This year’s harvest has provided a perfect example for the theory of relativity. When I managed to get my seven acres of spring barley cut and baled (18 September), I complained about the yield, moisture content, low bushel weight, lack of straw, soft ground conditions and straw-broken nature of the overall crop.

Three weeks later, that same field suddenly looks like a roaring success story. Compared with a sizeable acreage of spring crop in this area, I am relatively well off, but I must remind myself that a bit of benchmarking in the winter will knock the shine off it and plunge me back into (relative) despair. I suspect this field will leave a gross margin that just about covers ground rent, and therefore the net margin will show a strong negative figure.

Yield was exactly two tonnes per acre at an average of 19% moisture. This was weighed when sold, and I can’t even hazard a guess at the price, because I didn’t ask how much barley is worth.

Perhaps that’s an indication of a bad businessman, although I wonder what good it would do to know just how poor the financial performance is likely to be. In the meantime, I prefer to relish that warm and glowing feeling that occurs when your harvest (no matter how small) is completed.

Straw

If there is anything to be pleased about, it is the quality of the straw (and the comfort of knowing I won’t have to go begging for it). At just over five 4x4 rounds per acre, yield was the lightest I can remember.

However, the shortness, allied to the brittle nature of the straw, will be a blessing in poultry houses and lambing pens this winter, and it should have a high soakability factor.

Everybody likes to see huge golden rows behind the combine, but that type of waxy material is far from ideal in lambing pens. Some of the fussy mothers (or ewes that take a dislike to one of their lambs) tend to constantly spin round in one direction and often end up with a back leg almost strangled by the pressure of a tightly wound straw rope.

Spray

Glyphosate was applied to most of the field on 25 August, and at that stage it was somewhere below 30% moisture (it certainly wasn’t near ready). Just over three weeks later, the whole field looked like it had been left for two months, with no hint of yellowness, just a shade of dull white that was beginning to blacken.

__Recorded data__.

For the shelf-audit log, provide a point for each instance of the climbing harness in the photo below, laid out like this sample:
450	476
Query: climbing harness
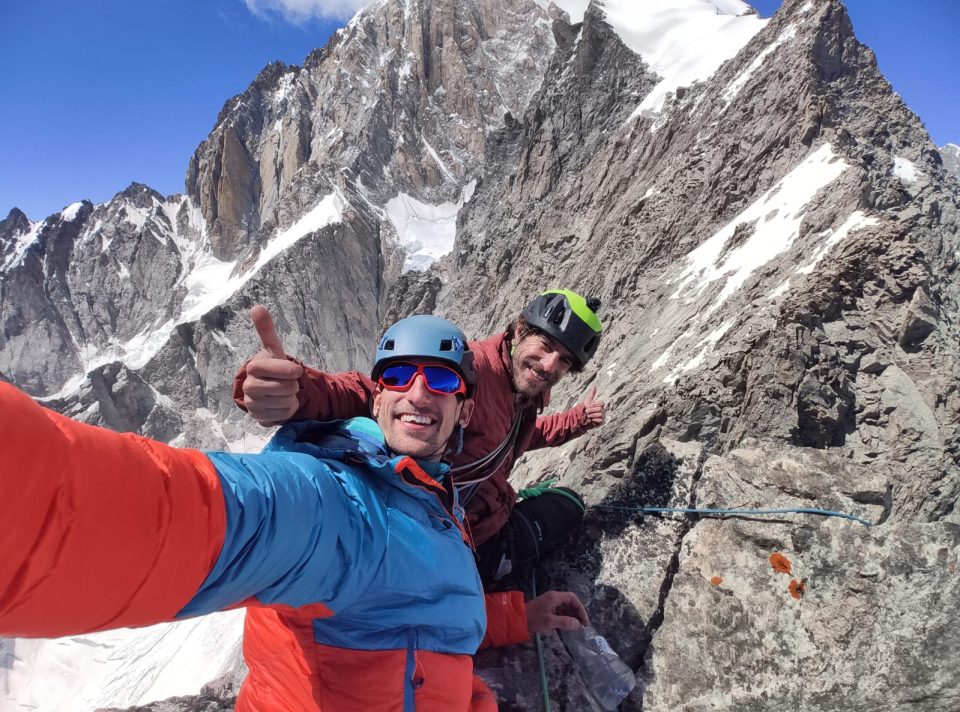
707	511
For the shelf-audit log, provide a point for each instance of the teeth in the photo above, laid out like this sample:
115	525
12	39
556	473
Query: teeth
418	419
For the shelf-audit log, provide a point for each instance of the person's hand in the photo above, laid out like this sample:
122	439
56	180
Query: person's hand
555	610
270	388
593	410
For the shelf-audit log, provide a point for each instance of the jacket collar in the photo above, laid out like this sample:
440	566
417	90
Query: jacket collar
359	441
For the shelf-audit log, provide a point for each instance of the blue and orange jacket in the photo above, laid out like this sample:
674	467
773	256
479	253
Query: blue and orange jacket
362	556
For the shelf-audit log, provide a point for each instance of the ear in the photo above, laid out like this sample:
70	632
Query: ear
466	412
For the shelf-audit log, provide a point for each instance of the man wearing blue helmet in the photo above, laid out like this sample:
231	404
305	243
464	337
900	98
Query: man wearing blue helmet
344	540
557	333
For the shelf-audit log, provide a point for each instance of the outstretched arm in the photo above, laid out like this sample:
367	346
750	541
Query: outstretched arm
100	529
556	429
104	530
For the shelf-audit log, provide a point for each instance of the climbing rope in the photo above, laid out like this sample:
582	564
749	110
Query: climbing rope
540	658
540	488
735	512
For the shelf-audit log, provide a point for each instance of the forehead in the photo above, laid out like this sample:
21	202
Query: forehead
550	342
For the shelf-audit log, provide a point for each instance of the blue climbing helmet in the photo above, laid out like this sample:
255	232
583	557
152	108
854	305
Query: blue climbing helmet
426	337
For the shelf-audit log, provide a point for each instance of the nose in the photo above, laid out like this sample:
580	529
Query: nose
418	392
551	361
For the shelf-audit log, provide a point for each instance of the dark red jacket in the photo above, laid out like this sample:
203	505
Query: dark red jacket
325	396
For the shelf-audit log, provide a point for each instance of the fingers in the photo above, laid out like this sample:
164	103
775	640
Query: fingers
570	606
270	411
263	323
269	400
556	610
265	368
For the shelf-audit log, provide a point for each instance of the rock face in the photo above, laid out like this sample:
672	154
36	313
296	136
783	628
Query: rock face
776	253
951	158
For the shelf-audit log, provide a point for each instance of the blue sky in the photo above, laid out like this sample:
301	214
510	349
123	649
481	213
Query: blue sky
95	94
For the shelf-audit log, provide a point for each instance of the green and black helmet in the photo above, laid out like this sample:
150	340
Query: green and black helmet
568	318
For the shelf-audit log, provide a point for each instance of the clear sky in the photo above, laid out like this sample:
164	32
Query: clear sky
917	43
95	94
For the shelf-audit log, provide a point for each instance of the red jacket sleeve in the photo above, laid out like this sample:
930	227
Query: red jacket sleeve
556	429
322	396
71	560
506	620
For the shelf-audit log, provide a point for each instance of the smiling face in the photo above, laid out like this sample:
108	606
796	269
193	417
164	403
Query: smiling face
538	362
419	422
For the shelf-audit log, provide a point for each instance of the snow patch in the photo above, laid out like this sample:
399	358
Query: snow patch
22	243
208	282
741	81
425	231
855	221
775	222
443	167
70	212
120	668
905	169
683	41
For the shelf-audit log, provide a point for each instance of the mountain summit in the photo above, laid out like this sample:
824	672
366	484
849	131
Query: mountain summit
774	239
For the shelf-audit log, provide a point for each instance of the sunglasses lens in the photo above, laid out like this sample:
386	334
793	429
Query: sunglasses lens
398	375
442	379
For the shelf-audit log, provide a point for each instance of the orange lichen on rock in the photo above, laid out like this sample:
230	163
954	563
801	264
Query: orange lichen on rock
780	563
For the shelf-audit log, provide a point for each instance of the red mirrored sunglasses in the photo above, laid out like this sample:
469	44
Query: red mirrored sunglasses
399	376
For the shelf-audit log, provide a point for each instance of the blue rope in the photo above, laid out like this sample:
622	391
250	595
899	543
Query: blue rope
737	512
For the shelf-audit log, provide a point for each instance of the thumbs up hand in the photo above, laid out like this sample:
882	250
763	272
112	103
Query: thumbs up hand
593	409
270	388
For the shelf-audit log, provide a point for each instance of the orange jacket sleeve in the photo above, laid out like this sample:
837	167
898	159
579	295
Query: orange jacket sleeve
506	620
70	561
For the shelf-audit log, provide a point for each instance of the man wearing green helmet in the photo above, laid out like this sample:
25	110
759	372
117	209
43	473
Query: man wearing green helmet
558	332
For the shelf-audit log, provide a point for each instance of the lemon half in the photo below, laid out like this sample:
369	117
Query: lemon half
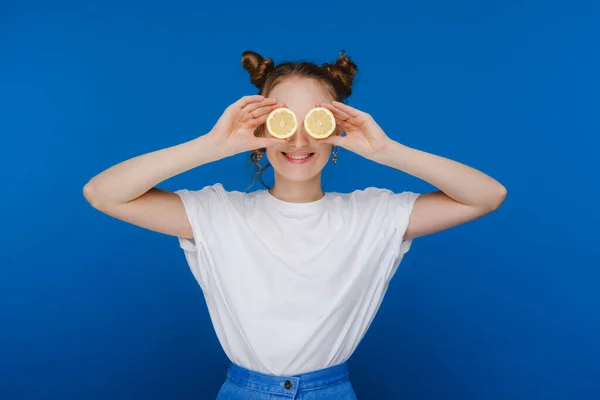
319	123
282	123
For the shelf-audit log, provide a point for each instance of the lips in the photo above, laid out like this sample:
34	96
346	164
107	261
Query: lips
298	157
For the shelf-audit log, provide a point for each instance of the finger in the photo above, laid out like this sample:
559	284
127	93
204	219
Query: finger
242	102
268	141
263	111
334	140
255	122
257	104
337	113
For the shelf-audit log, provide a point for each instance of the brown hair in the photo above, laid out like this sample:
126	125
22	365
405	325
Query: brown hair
336	78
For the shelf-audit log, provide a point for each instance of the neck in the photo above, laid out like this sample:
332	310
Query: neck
297	191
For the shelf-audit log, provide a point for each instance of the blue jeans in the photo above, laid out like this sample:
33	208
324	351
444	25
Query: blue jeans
330	383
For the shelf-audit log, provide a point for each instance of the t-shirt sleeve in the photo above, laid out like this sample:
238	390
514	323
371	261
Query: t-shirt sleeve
400	208
199	206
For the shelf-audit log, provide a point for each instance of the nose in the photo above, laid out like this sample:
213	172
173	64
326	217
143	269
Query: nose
300	138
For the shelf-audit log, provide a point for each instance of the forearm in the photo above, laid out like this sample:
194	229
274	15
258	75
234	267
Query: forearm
462	183
133	177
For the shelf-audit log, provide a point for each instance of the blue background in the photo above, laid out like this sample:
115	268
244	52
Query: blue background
505	307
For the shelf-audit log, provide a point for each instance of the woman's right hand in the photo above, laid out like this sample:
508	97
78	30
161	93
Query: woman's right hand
234	131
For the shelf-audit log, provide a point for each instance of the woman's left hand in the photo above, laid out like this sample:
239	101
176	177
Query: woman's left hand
363	135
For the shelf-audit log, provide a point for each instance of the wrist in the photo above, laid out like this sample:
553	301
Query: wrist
208	148
391	154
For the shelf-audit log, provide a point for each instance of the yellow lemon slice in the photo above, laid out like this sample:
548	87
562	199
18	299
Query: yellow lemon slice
319	123
282	123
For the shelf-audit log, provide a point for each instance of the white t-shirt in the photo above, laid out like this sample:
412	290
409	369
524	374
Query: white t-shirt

__Task brief__. Could you extract, word for word, the passage of the barley harvest text above from "However, the shortness, allied" to "wound straw rope."?

__Exercise answer__.
However, the shortness, allied to the brittle nature of the straw, will be a blessing in poultry houses and lambing pens this winter, and it should have a high soakability factor.

Everybody likes to see huge golden rows behind the combine, but that type of waxy material is far from ideal in lambing pens. Some of the fussy mothers (or ewes that take a dislike to one of their lambs) tend to constantly spin round in one direction and often end up with a back leg almost strangled by the pressure of a tightly wound straw rope.